··· SOURCE EXTRACT
Studio album by Locomotiv GT
- Released: 1975
- Recorded: 1975
- Studio: Mafilm, MHV, Budapest
- Genre: Rock
- Length: 42:26
- Label: Pepita
- Producer: Attila Apró

Locomotiv GT chronology
| Bummm! (1973) | Mindig magasabbra (1975) | Locomotiv GT V. (1976) |

= Mindig magasabbra =

Mindig Magasabbra is the fourth studio album by Hungarian rock supergroup Locomotiv GT, released in 1975. It was their first album with János Karácsony.

==Track listing==
1. "Intuitio molto furtivamente" - 3:58
  1. "Andante" (Presser)
  2. "Vivace kalapaccio" (Laux)
  3. "Allegro, allegro" (Presser)
······
▶ _DIRECTIONS_:
#1 Lay out the listing as a two-column CSV with the columns request and answer, starting at the beginning of the listing and ending at the line containing "column 35, row 90", both included. Give one row per request, put its text and its answer each in a single quoted field, and turn line breaks into spaces.
#2 Carry on the article about the album Mindig magasabbra past its last line.
··· SUPPLIED DATA
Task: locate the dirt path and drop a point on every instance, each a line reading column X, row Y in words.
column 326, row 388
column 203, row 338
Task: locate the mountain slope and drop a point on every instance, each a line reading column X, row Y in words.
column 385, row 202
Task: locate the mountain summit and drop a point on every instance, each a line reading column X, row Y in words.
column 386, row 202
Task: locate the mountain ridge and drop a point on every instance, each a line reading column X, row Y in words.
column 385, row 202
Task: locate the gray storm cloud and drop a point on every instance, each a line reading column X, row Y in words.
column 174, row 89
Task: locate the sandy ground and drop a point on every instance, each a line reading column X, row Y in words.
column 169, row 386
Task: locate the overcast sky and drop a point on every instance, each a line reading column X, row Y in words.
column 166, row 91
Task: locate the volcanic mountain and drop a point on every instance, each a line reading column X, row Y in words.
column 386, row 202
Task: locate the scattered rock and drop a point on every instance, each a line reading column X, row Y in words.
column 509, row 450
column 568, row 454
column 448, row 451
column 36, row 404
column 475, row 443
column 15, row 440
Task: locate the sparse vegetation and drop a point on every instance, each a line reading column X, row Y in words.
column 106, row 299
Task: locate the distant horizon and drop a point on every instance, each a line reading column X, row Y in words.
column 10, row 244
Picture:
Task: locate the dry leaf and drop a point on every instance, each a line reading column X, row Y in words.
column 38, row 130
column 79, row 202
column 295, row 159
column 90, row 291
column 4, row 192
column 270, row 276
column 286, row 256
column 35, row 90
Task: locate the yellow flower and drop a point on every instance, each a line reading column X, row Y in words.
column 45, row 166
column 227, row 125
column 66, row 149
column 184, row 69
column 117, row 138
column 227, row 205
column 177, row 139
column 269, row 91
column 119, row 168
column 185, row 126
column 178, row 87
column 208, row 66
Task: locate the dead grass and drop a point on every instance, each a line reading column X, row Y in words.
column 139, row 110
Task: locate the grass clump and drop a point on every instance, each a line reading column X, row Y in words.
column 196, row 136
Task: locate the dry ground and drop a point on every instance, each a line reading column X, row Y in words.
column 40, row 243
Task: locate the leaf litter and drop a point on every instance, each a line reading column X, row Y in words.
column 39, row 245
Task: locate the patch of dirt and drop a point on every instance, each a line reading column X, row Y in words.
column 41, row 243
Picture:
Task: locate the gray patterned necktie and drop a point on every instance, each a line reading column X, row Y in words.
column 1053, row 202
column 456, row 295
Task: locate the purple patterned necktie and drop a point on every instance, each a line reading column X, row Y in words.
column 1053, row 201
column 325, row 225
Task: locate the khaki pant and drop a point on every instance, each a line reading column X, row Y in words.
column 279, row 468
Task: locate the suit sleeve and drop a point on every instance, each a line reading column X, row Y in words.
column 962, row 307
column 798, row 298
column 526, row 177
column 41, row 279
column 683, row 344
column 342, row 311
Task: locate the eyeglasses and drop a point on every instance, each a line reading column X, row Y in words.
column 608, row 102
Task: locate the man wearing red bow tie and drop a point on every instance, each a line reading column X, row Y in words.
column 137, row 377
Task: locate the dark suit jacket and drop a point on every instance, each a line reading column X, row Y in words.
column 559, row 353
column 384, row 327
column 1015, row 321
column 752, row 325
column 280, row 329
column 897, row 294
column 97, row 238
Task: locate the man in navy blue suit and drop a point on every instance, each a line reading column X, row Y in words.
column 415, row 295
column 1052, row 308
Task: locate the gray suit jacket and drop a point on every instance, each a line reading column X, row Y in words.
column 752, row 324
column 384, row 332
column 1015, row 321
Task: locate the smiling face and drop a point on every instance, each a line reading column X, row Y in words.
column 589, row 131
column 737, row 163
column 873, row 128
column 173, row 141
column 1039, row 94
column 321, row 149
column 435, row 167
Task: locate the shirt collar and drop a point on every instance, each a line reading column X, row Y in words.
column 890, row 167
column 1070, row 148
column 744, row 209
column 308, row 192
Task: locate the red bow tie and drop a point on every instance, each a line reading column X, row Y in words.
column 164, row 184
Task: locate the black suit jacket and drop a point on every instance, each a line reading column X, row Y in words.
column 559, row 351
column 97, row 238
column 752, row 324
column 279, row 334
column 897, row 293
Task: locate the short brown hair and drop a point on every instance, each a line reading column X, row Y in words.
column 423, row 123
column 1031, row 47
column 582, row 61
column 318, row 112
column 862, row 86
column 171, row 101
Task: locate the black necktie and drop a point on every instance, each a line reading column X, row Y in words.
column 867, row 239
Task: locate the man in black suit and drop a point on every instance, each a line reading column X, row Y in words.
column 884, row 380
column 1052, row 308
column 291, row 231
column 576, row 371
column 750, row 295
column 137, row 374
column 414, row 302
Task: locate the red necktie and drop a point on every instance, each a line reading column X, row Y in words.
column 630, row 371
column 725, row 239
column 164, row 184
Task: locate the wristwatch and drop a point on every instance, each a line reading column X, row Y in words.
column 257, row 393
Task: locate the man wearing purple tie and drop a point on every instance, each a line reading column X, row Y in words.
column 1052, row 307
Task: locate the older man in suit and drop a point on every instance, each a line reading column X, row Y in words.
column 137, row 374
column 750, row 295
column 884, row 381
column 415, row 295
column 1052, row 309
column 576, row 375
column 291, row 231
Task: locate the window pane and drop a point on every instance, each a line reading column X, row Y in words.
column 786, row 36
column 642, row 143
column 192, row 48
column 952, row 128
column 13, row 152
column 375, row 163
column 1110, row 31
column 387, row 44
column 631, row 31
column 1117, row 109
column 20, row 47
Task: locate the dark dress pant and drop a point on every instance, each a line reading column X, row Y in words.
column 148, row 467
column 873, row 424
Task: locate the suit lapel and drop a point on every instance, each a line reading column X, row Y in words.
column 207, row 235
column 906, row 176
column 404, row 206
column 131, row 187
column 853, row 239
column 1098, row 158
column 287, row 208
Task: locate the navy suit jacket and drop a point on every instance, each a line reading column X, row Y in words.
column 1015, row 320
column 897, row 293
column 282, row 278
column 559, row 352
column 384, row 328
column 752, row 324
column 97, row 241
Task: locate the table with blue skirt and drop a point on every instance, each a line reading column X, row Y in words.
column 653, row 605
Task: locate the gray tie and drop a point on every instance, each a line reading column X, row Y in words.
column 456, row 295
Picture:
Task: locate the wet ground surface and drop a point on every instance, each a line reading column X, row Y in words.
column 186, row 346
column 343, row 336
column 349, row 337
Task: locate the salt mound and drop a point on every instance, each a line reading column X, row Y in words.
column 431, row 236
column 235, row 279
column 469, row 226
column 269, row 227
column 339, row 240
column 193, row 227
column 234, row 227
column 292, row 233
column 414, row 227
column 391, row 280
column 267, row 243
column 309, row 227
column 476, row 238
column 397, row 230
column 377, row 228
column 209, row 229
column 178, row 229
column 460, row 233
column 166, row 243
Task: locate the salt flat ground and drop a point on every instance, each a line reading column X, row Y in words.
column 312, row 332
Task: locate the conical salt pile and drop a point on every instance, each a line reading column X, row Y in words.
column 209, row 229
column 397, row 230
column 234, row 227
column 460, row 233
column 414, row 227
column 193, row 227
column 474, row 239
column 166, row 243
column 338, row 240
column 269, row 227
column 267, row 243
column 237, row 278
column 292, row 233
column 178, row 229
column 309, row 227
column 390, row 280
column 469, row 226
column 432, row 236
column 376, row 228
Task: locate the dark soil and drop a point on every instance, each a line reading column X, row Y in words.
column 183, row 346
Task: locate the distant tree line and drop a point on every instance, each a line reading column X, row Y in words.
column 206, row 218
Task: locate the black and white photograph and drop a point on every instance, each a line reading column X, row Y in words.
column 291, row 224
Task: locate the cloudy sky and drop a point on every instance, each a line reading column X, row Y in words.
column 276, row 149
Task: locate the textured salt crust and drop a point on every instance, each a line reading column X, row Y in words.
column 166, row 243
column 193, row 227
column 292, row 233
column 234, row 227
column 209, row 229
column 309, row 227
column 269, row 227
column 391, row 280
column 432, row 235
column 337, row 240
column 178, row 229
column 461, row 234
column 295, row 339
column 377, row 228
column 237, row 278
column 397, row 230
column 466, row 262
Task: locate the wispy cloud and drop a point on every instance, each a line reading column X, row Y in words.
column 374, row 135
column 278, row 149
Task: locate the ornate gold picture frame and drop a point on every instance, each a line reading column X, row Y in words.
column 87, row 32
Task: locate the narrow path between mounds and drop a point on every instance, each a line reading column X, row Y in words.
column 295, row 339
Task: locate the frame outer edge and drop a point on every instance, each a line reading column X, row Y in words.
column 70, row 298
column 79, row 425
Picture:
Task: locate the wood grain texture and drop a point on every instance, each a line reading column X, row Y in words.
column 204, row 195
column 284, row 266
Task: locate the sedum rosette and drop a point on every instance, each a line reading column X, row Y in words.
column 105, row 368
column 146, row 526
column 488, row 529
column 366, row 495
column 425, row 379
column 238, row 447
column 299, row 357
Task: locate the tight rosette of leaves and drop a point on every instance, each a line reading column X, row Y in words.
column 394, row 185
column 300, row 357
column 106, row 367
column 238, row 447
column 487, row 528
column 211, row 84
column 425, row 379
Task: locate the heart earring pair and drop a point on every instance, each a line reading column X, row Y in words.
······
▶ _RESULTS FOR EACH TASK_:
#1
request,answer
"Task: locate the dirt path and drop a point on every instance, each a line reading column X, row Y in words.","column 326, row 388 column 203, row 338"
"Task: locate the mountain slope and drop a point on every instance, each a line reading column X, row Y in words.","column 385, row 202"
"Task: locate the mountain summit and drop a point on every instance, each a line reading column X, row Y in words.","column 386, row 202"
"Task: locate the mountain ridge and drop a point on every instance, each a line reading column X, row Y in words.","column 385, row 202"
"Task: locate the gray storm cloud and drop a point on every instance, each a line reading column X, row Y in words.","column 174, row 89"
"Task: locate the sandy ground and drop a point on every instance, each a line reading column X, row Y in words.","column 169, row 386"
"Task: locate the overcast sky and drop a point on every instance, each a line reading column X, row Y in words.","column 166, row 91"
"Task: locate the volcanic mountain and drop a point on every instance, each a line reading column X, row Y in words.","column 386, row 202"
"Task: locate the scattered rock and drop a point on every instance, each a line reading column X, row Y in words.","column 509, row 450 column 568, row 454 column 448, row 451 column 36, row 404 column 475, row 443 column 15, row 440"
"Task: locate the sparse vegetation and drop a point on every instance, each a line reading column X, row Y in words.","column 106, row 299"
"Task: locate the distant horizon and drop a point on every instance, each a line reading column X, row Y in words.","column 10, row 244"
"Picture: Task: locate the dry leaf and drop a point on every instance, each a line reading column X, row Y in words.","column 38, row 130 column 79, row 202 column 295, row 159 column 90, row 291 column 4, row 192 column 270, row 276 column 286, row 256 column 35, row 90"

#2
2. "Szólj rám, ha hangosan énekelek" - 4:40 (Presser, Anna Adamis)
3. "Arra mennék én" - 3:20 (Presser)
4. "Mindig magasabbra" - 3:54 (Presser, Laux)
5. "És jött a doktor" - 4:28 (Presser)
6. "Neked írom a dalt" - 5:20 (Presser)
7. "Álomarcú lány" - 4:47 (Somló, Adamis)
8. "Nekem ne mondja senki" - 3:57 (Somló, Adamis)
9. "Egy elfelejtett szó" - 4:05 (Presser, Adamis)
10. "Ülök a járdán" - 3:46 (Somló, Adamis)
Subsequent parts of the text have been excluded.